What Pain Reliever Can I Take With Lisinopril?

Acetaminophen (Tylenol) is the safest over-the-counter pain reliever to take with lisinopril. It has no known interaction with the drug and won’t interfere with its ability to lower blood pressure. Common NSAIDs like ibuprofen (Advil, Motrin) and naproxen (Aleve), on the other hand, can reduce lisinopril’s effectiveness and stress your kidneys, especially with regular use.

Why Acetaminophen Is the Go-To Option

Acetaminophen works differently from most other pain relievers. It doesn’t affect the same chemical pathways that lisinopril relies on to control blood pressure, so the two drugs don’t clash. For occasional headaches, muscle aches, or mild pain, it’s the simplest and safest choice.

That said, acetaminophen isn’t completely worry-free. A clinical trial published in Circulation found that taking the maximum dose of 4 grams per day for two weeks raised systolic blood pressure by about 5 mmHg in people with hypertension. That’s a meaningful bump. For occasional use, this isn’t a concern, but if you’re taking acetaminophen daily for chronic pain, it could work against your blood pressure goals over time.

The daily cap for adults is 4 grams (eight extra-strength tablets). Many cold medicines, sleep aids, and prescription painkillers already contain acetaminophen, so check every label to avoid accidentally doubling up.

* * * * * * *

#### Assignment A:
Say whether each statement agrees with the passage on pain relievers and lisinopril, answering yes or no and quoting the deciding words from the passage. (i) Acetaminophen has no known interaction with lisinopril. (ii) The trial in Circulation found that the maximum dose of acetaminophen lowered systolic blood pressure in people with hypertension. (iii) The daily cap for adults is six extra-strength tablets.
#### Assignment B:
Summarize the passage on pain relievers and lisinopril in two sentences.
#### Assignment C:
Copy out the stretch of the passage on pain relievers and lisinopril from "Acetaminophen (Tylenol) is" through "and safest choice.".

#### Records supplied:

* * * * * * *

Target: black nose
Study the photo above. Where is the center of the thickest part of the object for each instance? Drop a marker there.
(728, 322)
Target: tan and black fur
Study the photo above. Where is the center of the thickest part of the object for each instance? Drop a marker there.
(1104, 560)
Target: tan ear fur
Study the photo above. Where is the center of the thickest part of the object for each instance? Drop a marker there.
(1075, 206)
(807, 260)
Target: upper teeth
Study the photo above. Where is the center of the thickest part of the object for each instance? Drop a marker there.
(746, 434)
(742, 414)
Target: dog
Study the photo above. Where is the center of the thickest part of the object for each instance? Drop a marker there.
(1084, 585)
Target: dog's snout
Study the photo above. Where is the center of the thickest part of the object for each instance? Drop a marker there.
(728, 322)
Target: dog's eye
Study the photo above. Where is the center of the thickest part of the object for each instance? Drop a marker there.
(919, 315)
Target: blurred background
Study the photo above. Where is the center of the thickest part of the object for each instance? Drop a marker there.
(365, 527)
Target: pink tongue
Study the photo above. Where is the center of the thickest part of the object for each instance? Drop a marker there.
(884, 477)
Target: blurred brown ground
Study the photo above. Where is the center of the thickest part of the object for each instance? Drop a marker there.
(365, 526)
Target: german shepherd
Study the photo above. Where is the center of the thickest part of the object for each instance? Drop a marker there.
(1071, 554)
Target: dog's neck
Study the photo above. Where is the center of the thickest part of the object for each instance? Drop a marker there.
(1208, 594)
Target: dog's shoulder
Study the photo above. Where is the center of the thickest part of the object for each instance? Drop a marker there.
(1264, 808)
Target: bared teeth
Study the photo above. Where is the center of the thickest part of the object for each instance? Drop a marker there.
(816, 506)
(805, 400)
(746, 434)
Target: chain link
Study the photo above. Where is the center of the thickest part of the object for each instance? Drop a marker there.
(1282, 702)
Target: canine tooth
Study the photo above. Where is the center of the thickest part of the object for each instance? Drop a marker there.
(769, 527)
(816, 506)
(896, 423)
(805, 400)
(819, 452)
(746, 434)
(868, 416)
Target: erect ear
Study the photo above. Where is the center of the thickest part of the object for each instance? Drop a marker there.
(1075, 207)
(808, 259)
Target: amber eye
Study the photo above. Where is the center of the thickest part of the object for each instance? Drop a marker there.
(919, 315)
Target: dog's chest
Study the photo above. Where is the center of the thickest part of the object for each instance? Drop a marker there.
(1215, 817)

* * * * * * *

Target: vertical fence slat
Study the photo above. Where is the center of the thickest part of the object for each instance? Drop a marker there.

* * * * * * *

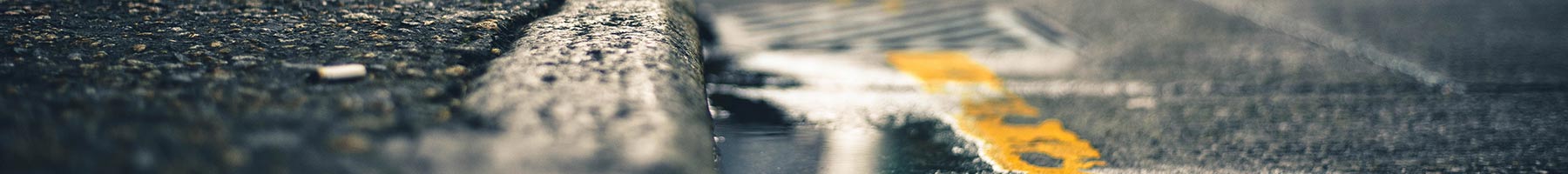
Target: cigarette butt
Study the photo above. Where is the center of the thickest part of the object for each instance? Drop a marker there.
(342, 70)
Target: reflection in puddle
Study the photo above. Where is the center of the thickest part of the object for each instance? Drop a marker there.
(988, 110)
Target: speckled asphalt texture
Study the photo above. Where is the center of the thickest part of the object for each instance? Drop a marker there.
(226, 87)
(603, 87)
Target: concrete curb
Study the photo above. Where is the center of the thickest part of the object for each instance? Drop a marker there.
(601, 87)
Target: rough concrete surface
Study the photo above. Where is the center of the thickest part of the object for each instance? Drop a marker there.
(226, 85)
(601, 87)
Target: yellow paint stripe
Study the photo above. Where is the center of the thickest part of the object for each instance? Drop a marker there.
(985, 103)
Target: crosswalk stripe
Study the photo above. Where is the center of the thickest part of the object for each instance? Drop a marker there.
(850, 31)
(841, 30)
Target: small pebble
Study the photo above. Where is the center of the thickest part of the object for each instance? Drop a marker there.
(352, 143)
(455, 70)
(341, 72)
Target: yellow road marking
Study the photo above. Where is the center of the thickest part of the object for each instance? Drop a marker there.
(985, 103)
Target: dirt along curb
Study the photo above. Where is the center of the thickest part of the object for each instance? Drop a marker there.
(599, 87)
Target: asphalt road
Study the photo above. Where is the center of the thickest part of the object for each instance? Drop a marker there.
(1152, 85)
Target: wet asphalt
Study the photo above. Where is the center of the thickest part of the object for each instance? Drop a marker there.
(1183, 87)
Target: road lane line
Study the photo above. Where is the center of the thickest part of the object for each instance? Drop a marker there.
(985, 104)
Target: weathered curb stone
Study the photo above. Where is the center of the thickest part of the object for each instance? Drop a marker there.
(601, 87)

* * * * * * *

#### Task solution A:
(i) Yes: "It has no known interaction with the drug"
(ii) No: "raised systolic blood pressure by about 5 mmHg in people with hypertension"
(iii) No: "The daily cap for adults is 4 grams (eight extra-strength tablets)."

#### Task solution B:
Acetaminophen is the safest over-the-counter pain reliever to take with lisinopril, while NSAIDs such as ibuprofen and naproxen can reduce lisinopril's effectiveness and stress the kidneys. Acetaminophen is not completely worry-free, though: a trial found that the maximum daily dose raised systolic blood pressure in people with hypertension, so daily use for chronic pain could work against blood pressure goals, and adults should keep to the 4-gram cap and check labels for acetaminophen in other products.

#### Task solution C:
Acetaminophen (Tylenol) is the safest over-the-counter pain reliever to take with lisinopril. It has no known interaction with the drug and won’t interfere with its ability to lower blood pressure. Common NSAIDs like ibuprofen (Advil, Motrin) and naproxen (Aleve), on the other hand, can reduce lisinopril’s effectiveness and stress your kidneys, especially with regular use.

Why Acetaminophen Is the Go-To Option

Acetaminophen works differently from most other pain relievers. It doesn’t affect the same chemical pathways that lisinopril relies on to control blood pressure, so the two drugs don’t clash. For occasional headaches, muscle aches, or mild pain, it’s the simplest and safest choice.